* _What to work on_
Everything from the line with "the white background" to the last line of the material below is what to reproduce, exactly and with no other lines.

..............................

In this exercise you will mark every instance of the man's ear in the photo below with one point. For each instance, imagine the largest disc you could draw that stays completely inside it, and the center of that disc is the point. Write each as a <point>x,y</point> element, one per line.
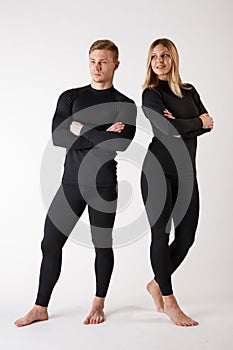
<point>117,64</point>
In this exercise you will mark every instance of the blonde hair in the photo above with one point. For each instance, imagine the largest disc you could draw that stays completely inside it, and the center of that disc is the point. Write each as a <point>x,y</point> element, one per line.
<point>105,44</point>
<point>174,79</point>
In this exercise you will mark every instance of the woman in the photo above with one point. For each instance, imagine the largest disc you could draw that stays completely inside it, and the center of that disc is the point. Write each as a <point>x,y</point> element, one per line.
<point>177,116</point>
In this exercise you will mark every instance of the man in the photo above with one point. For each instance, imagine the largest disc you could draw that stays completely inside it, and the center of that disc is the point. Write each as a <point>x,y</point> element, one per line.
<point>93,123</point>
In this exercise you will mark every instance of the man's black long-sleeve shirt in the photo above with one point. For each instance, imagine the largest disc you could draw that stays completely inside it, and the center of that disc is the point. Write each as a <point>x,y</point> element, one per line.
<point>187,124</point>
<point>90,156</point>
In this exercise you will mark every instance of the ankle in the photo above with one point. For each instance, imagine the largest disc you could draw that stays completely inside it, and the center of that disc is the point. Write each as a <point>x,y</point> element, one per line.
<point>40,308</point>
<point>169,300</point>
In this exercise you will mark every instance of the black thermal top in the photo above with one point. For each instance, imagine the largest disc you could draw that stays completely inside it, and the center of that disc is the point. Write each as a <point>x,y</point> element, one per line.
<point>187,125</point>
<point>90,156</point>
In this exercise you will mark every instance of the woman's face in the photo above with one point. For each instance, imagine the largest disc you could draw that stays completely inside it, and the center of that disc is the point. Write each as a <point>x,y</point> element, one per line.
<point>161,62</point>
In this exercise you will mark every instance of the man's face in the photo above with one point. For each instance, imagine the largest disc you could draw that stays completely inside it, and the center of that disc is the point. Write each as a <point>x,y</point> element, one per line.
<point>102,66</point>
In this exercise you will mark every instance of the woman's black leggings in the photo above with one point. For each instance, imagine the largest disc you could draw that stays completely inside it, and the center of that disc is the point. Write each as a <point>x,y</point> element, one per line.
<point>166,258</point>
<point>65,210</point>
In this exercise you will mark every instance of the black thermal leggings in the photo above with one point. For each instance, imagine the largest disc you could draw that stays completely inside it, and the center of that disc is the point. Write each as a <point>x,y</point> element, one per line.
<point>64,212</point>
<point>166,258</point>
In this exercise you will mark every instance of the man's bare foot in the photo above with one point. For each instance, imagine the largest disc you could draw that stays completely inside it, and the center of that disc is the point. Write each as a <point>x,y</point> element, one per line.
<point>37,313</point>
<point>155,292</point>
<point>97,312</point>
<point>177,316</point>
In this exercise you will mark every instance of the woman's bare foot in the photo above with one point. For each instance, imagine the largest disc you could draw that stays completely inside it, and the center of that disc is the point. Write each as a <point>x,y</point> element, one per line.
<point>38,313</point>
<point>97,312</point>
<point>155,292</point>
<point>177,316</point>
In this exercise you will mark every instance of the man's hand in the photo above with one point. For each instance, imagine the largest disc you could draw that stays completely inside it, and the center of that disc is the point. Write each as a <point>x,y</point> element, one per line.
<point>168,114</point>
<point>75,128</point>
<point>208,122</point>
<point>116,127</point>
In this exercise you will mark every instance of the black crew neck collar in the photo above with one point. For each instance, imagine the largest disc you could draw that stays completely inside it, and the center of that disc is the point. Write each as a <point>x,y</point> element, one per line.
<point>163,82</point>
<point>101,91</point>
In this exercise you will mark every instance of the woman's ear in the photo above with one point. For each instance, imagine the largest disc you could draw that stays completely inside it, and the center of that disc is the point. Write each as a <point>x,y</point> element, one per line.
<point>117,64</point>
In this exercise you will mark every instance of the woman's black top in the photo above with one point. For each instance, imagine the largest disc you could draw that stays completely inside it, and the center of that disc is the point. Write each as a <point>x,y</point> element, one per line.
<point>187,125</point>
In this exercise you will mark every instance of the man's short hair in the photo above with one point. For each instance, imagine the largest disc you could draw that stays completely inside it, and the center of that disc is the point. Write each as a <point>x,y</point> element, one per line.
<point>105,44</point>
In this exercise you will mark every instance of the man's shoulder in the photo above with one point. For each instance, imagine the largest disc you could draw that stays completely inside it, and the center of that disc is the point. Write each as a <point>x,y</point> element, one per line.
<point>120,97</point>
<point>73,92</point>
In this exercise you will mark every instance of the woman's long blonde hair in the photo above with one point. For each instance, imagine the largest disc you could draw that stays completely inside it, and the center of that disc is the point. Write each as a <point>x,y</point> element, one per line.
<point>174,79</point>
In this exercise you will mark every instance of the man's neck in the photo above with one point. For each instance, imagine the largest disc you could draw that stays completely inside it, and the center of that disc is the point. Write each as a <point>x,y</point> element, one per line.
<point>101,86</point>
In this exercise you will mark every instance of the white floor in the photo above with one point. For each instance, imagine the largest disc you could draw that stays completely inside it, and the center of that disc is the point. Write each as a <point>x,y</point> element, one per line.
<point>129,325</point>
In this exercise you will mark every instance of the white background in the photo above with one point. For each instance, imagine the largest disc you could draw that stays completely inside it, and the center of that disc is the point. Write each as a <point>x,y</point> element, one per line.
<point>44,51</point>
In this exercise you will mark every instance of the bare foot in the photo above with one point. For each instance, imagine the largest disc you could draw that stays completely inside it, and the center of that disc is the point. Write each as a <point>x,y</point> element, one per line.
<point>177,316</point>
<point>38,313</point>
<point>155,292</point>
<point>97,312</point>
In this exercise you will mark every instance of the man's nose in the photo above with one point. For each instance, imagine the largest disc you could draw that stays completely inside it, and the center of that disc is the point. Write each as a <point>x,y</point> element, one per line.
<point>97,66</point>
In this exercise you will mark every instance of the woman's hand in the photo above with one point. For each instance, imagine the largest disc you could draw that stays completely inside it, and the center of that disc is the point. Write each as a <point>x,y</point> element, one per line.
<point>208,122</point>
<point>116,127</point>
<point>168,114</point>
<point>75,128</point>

..............................

* _Exercise answer_
In this exercise you will mark every instance of the white background in the photo above with one point. For each instance, imagine the largest disc you could draw that stays completely inside it, and the center of that disc is the point. Write each as a <point>x,y</point> element, one per line.
<point>44,51</point>
In this exercise you will mark every instance of the bare foot in the photo above with one point. For each instance, imagine the largest disc you could draw that stays completely inside it, and the center of that disc is the point. Write each as a <point>x,y</point> element, one per line.
<point>177,316</point>
<point>38,313</point>
<point>155,292</point>
<point>97,312</point>
In this exercise you will mark every instance of the man's nose in the photo above with one point. For each instance, imagine the largest disc you could draw that stays completely inside it, and the center of that disc is the point. Write each as a <point>x,y</point> element, one per line.
<point>97,66</point>
In this exercise you will mark every instance of the woman's hand in the photo above with one point. For each instance, imagine the largest disc you could draw that stays completely inside it, and the center of that disc is the point. Write each as a <point>x,y</point> element, one per line.
<point>208,122</point>
<point>116,127</point>
<point>168,114</point>
<point>75,128</point>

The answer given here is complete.